Problem: Copy out, word for word, the rows below, beginning with the row that contains "Spot the background" and continuing through the row that contains "(1324, 671)", with both of those rows included.
*** Provided records
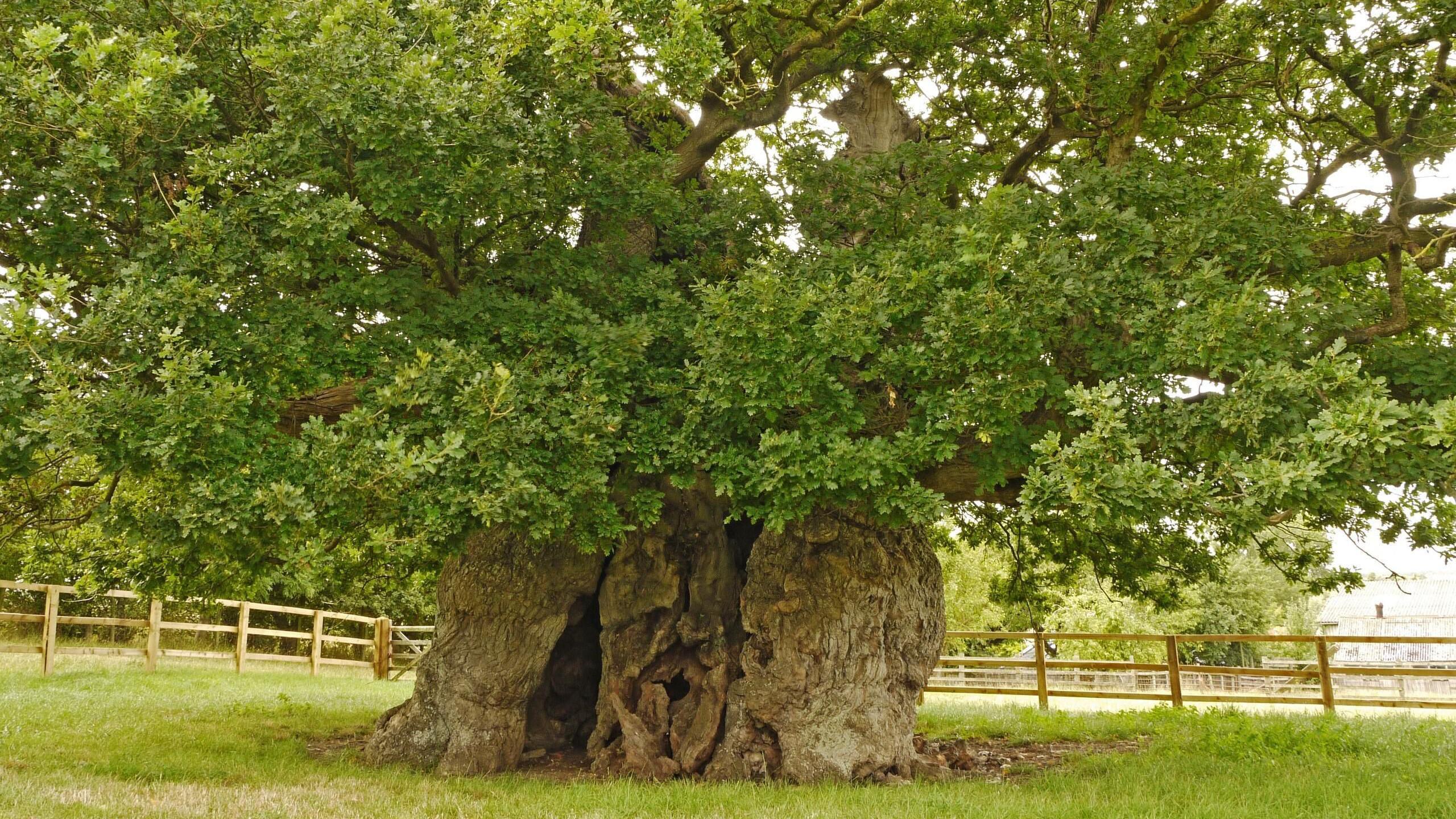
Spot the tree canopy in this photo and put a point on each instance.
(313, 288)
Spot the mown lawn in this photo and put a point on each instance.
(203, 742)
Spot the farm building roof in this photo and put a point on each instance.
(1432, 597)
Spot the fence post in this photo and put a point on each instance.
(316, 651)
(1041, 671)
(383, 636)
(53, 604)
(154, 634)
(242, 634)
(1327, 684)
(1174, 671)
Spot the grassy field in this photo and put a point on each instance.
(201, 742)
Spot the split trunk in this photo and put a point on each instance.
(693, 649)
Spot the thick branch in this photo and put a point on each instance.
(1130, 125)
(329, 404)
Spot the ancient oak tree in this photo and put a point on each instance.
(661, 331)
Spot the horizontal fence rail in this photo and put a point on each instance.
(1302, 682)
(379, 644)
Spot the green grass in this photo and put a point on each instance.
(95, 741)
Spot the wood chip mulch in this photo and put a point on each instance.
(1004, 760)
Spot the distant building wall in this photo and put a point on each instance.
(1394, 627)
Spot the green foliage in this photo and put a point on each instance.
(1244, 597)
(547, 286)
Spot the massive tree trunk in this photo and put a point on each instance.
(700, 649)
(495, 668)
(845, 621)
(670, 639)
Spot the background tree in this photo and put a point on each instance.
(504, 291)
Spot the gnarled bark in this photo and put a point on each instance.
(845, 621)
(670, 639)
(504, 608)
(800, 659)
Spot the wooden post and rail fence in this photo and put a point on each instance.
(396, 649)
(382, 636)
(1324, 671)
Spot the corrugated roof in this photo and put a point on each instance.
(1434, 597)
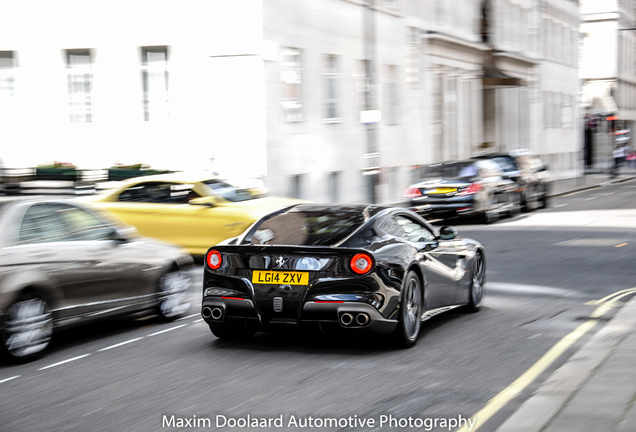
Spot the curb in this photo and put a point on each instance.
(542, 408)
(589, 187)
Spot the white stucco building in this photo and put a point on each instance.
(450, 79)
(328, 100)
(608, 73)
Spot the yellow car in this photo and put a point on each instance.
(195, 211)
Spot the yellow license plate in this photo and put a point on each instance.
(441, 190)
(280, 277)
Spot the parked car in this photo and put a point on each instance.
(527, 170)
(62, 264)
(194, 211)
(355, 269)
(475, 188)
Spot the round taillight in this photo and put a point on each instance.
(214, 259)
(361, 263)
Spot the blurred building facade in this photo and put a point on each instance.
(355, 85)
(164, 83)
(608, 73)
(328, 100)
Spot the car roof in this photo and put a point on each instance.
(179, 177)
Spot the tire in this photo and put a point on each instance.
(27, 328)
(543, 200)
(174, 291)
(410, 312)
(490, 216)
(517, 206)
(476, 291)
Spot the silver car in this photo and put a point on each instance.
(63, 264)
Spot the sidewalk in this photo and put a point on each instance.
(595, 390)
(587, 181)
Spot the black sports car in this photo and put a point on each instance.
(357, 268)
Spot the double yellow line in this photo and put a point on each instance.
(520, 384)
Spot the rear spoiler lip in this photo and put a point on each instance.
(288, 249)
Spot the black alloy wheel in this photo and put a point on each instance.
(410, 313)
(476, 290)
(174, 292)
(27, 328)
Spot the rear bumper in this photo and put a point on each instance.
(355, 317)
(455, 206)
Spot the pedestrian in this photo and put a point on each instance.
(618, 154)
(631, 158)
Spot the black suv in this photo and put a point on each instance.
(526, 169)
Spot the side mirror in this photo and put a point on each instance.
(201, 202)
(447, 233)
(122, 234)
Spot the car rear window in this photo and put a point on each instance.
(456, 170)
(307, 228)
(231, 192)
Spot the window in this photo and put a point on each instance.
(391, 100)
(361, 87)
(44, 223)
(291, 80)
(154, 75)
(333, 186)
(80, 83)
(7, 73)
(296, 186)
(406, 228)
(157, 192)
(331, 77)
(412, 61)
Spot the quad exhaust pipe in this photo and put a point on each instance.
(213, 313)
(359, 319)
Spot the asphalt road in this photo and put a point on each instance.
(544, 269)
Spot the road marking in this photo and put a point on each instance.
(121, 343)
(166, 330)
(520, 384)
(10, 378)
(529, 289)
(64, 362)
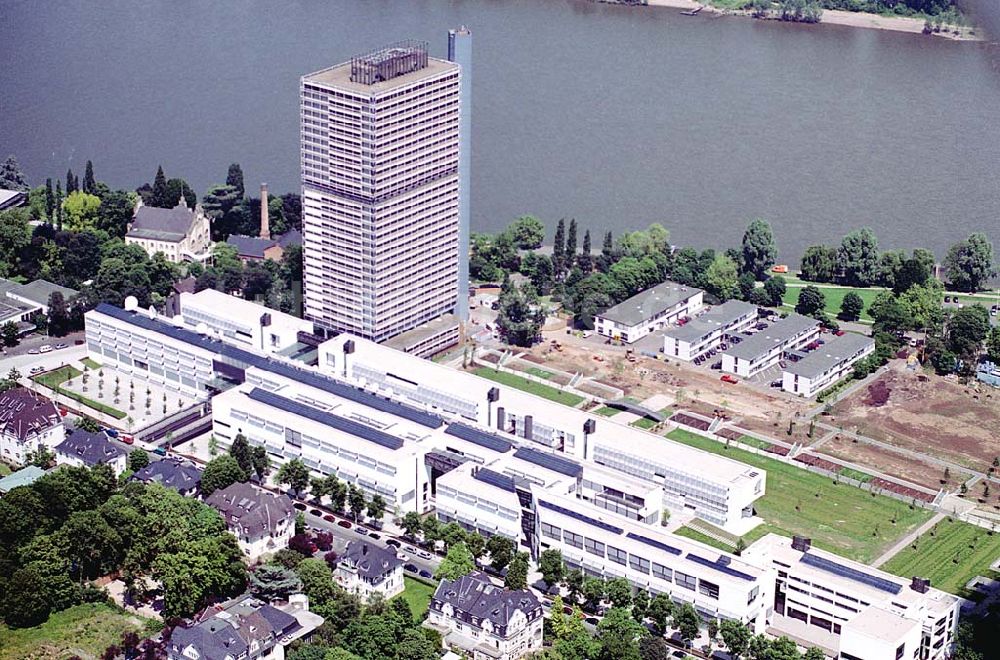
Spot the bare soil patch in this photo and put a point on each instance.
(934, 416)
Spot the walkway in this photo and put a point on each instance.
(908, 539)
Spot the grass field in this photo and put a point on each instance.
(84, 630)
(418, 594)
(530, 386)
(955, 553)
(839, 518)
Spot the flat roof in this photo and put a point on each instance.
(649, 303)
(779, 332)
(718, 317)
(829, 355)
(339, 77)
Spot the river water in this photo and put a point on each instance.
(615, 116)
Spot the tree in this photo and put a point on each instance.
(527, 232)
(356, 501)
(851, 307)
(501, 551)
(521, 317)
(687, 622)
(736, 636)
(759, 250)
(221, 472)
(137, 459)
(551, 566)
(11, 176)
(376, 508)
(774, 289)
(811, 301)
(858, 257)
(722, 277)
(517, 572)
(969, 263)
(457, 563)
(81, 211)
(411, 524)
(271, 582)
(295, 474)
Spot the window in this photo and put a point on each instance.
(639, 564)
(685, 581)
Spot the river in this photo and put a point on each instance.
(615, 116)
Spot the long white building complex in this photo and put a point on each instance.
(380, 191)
******
*** Provided records
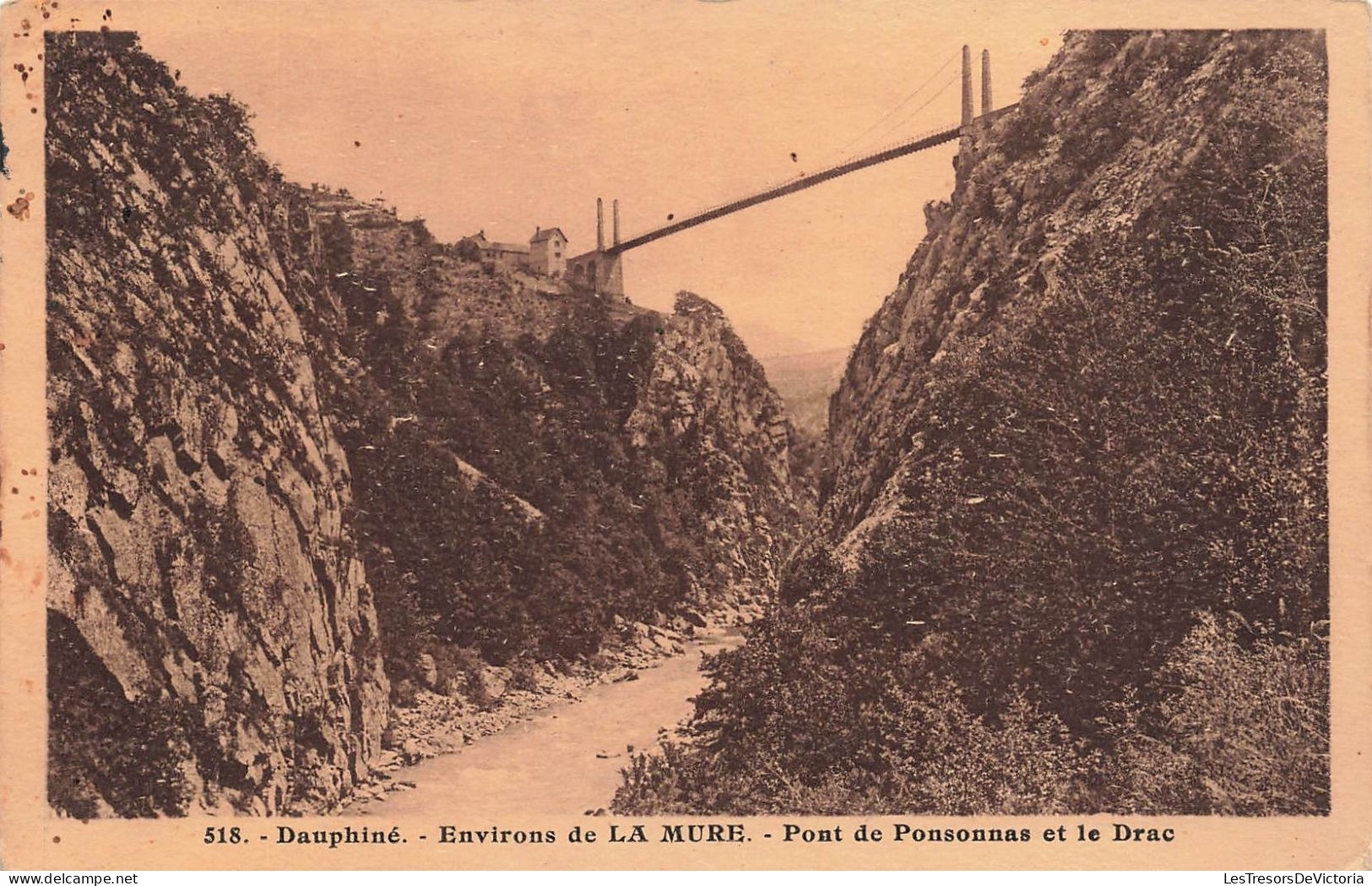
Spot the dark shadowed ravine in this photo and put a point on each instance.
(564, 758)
******
*** Provided records
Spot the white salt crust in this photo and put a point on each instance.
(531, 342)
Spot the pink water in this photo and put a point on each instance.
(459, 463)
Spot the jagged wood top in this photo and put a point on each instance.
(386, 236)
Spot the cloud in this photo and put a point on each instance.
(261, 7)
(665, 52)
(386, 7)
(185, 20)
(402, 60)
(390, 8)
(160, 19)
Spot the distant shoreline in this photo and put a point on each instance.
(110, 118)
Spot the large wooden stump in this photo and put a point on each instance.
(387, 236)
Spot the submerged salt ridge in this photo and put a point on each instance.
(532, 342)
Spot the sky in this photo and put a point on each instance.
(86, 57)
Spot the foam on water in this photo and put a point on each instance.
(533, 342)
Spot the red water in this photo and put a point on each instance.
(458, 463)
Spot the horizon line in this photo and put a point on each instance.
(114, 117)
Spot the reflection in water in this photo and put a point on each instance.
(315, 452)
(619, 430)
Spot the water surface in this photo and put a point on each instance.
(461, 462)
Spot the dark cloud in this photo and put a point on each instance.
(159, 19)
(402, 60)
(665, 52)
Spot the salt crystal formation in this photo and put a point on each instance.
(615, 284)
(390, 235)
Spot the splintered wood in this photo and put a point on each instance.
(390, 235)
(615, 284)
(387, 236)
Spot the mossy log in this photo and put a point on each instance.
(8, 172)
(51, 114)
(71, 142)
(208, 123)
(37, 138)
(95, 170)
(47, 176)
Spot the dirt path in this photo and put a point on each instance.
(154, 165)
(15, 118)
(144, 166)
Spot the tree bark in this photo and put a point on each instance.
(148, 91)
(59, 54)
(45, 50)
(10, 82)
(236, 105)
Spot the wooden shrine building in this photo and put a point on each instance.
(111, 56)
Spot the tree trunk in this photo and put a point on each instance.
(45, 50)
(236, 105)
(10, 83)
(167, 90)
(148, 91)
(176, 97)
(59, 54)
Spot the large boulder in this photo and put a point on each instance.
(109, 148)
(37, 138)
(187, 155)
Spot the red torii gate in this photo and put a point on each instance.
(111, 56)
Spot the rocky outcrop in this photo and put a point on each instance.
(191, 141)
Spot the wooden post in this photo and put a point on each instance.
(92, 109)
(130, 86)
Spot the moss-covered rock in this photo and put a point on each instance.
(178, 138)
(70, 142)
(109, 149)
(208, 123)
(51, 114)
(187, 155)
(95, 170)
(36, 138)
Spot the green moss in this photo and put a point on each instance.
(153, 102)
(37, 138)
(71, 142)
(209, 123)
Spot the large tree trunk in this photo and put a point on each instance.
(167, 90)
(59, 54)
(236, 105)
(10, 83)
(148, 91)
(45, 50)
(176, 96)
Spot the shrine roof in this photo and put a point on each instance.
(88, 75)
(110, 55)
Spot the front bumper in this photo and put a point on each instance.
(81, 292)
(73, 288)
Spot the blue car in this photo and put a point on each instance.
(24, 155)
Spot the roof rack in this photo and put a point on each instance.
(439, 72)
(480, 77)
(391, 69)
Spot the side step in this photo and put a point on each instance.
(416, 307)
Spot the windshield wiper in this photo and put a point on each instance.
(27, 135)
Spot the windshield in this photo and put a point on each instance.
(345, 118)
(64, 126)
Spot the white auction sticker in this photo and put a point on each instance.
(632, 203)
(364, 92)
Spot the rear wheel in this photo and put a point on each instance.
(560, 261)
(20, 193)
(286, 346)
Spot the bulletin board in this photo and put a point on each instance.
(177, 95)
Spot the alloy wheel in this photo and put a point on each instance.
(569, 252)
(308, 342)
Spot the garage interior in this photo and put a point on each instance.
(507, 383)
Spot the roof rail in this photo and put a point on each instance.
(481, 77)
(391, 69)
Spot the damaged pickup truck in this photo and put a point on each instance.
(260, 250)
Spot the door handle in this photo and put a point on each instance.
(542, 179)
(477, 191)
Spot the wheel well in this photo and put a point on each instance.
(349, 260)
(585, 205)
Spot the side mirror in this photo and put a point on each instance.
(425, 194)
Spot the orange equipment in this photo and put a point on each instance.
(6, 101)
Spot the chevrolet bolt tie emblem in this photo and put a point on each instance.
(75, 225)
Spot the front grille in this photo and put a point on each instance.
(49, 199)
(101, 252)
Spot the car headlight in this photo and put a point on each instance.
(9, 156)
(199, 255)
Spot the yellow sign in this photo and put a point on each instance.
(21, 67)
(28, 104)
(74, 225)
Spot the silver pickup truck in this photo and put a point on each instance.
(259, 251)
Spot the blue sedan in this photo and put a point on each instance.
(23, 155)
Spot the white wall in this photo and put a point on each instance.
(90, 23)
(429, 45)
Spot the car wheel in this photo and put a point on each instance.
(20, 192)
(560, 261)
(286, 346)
******
Task answer:
Spot the background tree in this photo and put a point on each instance.
(504, 291)
Spot the gnarled bark in this photo and put a point on each instance.
(845, 621)
(670, 639)
(504, 608)
(800, 659)
Spot the wooden post and rail fence in this photo and put a point on each instance.
(396, 649)
(382, 636)
(1324, 671)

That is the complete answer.